To do: Convert every line of the records below into a JSON list of strings, one string per line, leaving out blank lines.

(Stored records)

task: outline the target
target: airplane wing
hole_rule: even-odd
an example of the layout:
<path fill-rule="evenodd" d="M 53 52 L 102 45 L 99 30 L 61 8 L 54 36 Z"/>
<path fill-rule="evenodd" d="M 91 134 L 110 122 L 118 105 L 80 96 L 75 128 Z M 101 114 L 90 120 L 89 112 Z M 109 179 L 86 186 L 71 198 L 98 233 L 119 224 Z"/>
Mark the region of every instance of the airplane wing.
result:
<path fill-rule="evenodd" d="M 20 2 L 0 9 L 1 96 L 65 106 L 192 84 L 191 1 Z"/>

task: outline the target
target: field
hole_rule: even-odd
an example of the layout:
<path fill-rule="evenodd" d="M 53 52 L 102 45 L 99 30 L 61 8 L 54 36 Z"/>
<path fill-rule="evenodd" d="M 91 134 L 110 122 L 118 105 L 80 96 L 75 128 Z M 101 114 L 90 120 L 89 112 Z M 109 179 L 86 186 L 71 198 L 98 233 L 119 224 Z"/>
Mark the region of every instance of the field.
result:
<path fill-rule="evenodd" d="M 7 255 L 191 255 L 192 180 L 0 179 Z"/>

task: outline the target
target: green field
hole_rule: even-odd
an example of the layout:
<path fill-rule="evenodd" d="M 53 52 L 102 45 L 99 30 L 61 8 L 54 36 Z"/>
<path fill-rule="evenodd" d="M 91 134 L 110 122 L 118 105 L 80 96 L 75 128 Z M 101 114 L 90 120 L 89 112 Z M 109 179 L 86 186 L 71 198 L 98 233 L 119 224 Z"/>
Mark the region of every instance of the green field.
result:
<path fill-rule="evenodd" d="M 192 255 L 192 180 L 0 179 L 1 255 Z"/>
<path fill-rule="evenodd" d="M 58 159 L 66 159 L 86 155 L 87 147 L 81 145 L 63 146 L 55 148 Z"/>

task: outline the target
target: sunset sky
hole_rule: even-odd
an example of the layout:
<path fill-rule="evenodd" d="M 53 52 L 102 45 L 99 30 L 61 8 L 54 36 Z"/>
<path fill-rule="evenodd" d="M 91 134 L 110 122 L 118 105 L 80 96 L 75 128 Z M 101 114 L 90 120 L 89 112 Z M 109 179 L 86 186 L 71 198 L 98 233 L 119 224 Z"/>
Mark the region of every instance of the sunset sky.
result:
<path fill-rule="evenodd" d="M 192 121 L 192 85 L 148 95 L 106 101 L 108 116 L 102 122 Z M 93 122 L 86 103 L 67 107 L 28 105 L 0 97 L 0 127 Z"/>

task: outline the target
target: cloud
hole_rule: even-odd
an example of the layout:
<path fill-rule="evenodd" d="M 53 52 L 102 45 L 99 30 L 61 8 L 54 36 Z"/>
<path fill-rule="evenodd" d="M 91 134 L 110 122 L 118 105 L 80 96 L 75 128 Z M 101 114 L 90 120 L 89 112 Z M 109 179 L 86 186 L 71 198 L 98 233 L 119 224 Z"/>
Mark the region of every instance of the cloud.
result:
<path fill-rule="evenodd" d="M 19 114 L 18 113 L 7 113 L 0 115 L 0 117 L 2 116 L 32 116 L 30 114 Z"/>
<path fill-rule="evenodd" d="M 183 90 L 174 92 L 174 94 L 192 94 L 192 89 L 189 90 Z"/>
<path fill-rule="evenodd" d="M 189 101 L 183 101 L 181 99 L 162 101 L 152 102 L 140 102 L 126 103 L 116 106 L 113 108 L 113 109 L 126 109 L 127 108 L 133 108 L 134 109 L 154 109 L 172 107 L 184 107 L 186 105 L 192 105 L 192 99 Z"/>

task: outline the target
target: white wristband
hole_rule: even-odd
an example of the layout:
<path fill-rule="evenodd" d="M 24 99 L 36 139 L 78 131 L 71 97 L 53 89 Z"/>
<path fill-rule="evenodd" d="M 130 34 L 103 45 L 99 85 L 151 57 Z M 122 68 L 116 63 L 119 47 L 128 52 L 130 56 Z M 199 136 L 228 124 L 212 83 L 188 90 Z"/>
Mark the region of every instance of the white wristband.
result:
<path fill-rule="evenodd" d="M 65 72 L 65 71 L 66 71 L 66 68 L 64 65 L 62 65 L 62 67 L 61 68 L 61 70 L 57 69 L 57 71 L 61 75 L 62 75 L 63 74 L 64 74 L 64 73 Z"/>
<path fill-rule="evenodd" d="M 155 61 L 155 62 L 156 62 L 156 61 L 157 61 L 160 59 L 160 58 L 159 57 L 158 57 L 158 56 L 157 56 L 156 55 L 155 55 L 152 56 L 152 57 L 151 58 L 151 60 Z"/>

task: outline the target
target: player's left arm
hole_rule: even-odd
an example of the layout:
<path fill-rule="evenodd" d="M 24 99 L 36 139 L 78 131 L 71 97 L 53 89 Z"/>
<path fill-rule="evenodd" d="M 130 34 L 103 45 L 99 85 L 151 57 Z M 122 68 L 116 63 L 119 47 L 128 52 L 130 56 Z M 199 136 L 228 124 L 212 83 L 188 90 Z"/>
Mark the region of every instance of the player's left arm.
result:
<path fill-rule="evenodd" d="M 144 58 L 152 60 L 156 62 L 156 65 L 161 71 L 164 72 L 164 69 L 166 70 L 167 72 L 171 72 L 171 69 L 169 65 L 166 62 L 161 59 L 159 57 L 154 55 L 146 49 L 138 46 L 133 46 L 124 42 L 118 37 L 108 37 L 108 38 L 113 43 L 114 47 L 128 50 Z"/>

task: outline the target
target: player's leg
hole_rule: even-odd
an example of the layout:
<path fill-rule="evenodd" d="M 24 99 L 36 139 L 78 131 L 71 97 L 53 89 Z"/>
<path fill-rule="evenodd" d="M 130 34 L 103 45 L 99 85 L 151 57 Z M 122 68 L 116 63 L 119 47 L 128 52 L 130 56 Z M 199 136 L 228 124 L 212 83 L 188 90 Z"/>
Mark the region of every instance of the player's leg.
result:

Exercise solution:
[
  "task: outline the target",
  "target: airplane wing",
  "hole_rule: even-odd",
  "an example of the layout:",
  "<path fill-rule=\"evenodd\" d=\"M 53 52 L 102 45 L 99 30 L 61 8 L 54 36 Z\"/>",
  "<path fill-rule=\"evenodd\" d=\"M 91 134 L 110 122 L 118 105 L 80 96 L 75 128 Z M 101 114 L 90 120 L 89 112 Z M 109 179 L 86 186 L 71 198 L 98 233 L 119 224 Z\"/>",
  "Mark the region of every instance of the airplane wing.",
  "result:",
  "<path fill-rule=\"evenodd\" d=\"M 20 2 L 0 9 L 1 96 L 65 106 L 192 84 L 191 1 Z\"/>",
  "task: outline the target",
  "target: field",
  "hole_rule: even-odd",
  "an example of the layout:",
  "<path fill-rule=\"evenodd\" d=\"M 53 52 L 102 45 L 99 30 L 61 8 L 54 36 Z\"/>",
  "<path fill-rule=\"evenodd\" d=\"M 91 134 L 110 122 L 118 105 L 80 96 L 75 128 Z M 101 114 L 90 120 L 89 112 Z M 109 179 L 86 186 L 71 198 L 98 233 L 119 224 Z\"/>",
  "Mark the region of every instance of the field.",
  "result:",
  "<path fill-rule=\"evenodd\" d=\"M 7 255 L 191 255 L 192 180 L 0 179 Z\"/>",
  "task: outline the target",
  "target: green field",
  "hole_rule: even-odd",
  "an example of the layout:",
  "<path fill-rule=\"evenodd\" d=\"M 53 52 L 102 45 L 99 30 L 61 8 L 54 36 Z\"/>",
  "<path fill-rule=\"evenodd\" d=\"M 91 134 L 110 122 L 118 105 L 80 96 L 75 128 Z M 101 114 L 90 120 L 89 112 Z M 109 179 L 86 186 L 71 198 L 98 233 L 119 224 Z\"/>",
  "Mark the region of every instance of the green field.",
  "result:",
  "<path fill-rule=\"evenodd\" d=\"M 192 255 L 192 180 L 0 179 L 1 255 Z\"/>",
  "<path fill-rule=\"evenodd\" d=\"M 58 159 L 66 159 L 86 155 L 87 147 L 81 145 L 63 146 L 55 148 Z\"/>",
  "task: outline the target",
  "target: sunset sky",
  "hole_rule: even-odd",
  "an example of the layout:",
  "<path fill-rule=\"evenodd\" d=\"M 53 52 L 102 45 L 99 30 L 61 8 L 54 36 Z\"/>",
  "<path fill-rule=\"evenodd\" d=\"M 91 134 L 110 122 L 118 105 L 80 96 L 75 128 Z M 101 114 L 90 120 L 89 112 Z M 109 179 L 86 186 L 71 198 L 98 233 L 119 224 Z\"/>",
  "Mark the region of every instance of the sunset sky.",
  "result:",
  "<path fill-rule=\"evenodd\" d=\"M 192 121 L 192 85 L 148 95 L 106 101 L 108 116 L 102 122 Z M 93 122 L 86 103 L 67 107 L 28 105 L 0 97 L 0 127 Z\"/>",
  "task: outline the target",
  "target: cloud",
  "hole_rule: even-odd",
  "an example of the layout:",
  "<path fill-rule=\"evenodd\" d=\"M 53 52 L 102 45 L 99 30 L 61 8 L 54 36 Z\"/>",
  "<path fill-rule=\"evenodd\" d=\"M 91 134 L 110 122 L 118 105 L 80 96 L 75 128 Z M 101 114 L 90 120 L 89 112 Z M 109 179 L 86 186 L 71 198 L 98 233 L 119 224 Z\"/>",
  "Mark the region of every instance of the cloud.",
  "result:",
  "<path fill-rule=\"evenodd\" d=\"M 19 114 L 18 113 L 7 113 L 0 115 L 0 117 L 2 116 L 32 116 L 30 114 Z\"/>",
  "<path fill-rule=\"evenodd\" d=\"M 183 90 L 174 92 L 174 94 L 192 94 L 192 89 L 189 90 Z\"/>",
  "<path fill-rule=\"evenodd\" d=\"M 189 101 L 183 101 L 181 99 L 162 101 L 152 102 L 140 102 L 126 103 L 116 106 L 113 108 L 113 109 L 126 109 L 127 108 L 133 108 L 134 109 L 154 109 L 172 107 L 184 107 L 186 105 L 192 105 L 192 99 Z\"/>",
  "task: outline the target",
  "target: white wristband",
  "hole_rule: even-odd",
  "an example of the layout:",
  "<path fill-rule=\"evenodd\" d=\"M 24 99 L 36 139 L 78 131 L 71 97 L 53 89 Z\"/>",
  "<path fill-rule=\"evenodd\" d=\"M 130 34 L 103 45 L 99 85 L 151 57 Z M 122 68 L 116 63 L 119 47 L 128 52 L 130 56 Z M 199 136 L 228 124 L 212 83 L 188 90 Z\"/>",
  "Mark the region of every instance of the white wristband.",
  "result:",
  "<path fill-rule=\"evenodd\" d=\"M 65 72 L 65 71 L 66 71 L 66 68 L 64 65 L 62 65 L 62 67 L 61 68 L 61 70 L 57 69 L 57 71 L 61 75 L 62 75 L 63 74 L 64 74 L 64 73 Z\"/>",
  "<path fill-rule=\"evenodd\" d=\"M 155 61 L 155 62 L 156 62 L 156 61 L 157 61 L 160 59 L 160 58 L 159 57 L 158 57 L 158 56 L 157 56 L 156 55 L 155 55 L 152 56 L 152 57 L 151 58 L 151 60 Z\"/>",
  "task: outline the target",
  "target: player's left arm",
  "hole_rule: even-odd",
  "an example of the layout:",
  "<path fill-rule=\"evenodd\" d=\"M 24 99 L 36 139 L 78 131 L 71 97 L 53 89 Z\"/>",
  "<path fill-rule=\"evenodd\" d=\"M 130 34 L 103 45 L 99 85 L 151 57 Z M 122 68 L 116 63 L 119 47 L 128 52 L 130 56 Z M 199 136 L 228 124 L 212 83 L 188 90 Z\"/>",
  "Mark the region of every instance of the player's left arm.",
  "result:",
  "<path fill-rule=\"evenodd\" d=\"M 144 58 L 152 60 L 156 62 L 156 65 L 161 71 L 164 72 L 164 69 L 166 70 L 167 72 L 171 72 L 171 69 L 169 65 L 166 62 L 161 59 L 159 57 L 154 55 L 146 49 L 138 46 L 133 46 L 124 42 L 118 37 L 108 37 L 108 38 L 113 43 L 114 47 L 128 50 Z\"/>",
  "task: outline the target",
  "target: player's leg",
  "hole_rule: even-odd",
  "an example of the layout:",
  "<path fill-rule=\"evenodd\" d=\"M 24 99 L 36 139 L 78 131 L 71 97 L 53 89 Z\"/>",
  "<path fill-rule=\"evenodd\" d=\"M 130 34 L 103 45 L 99 85 L 151 57 Z M 122 68 L 116 63 L 119 47 L 128 52 L 130 56 Z M 199 136 L 228 124 L 212 83 L 188 90 Z\"/>",
  "Mark the region of every instance of the player's leg.",
  "result:"
]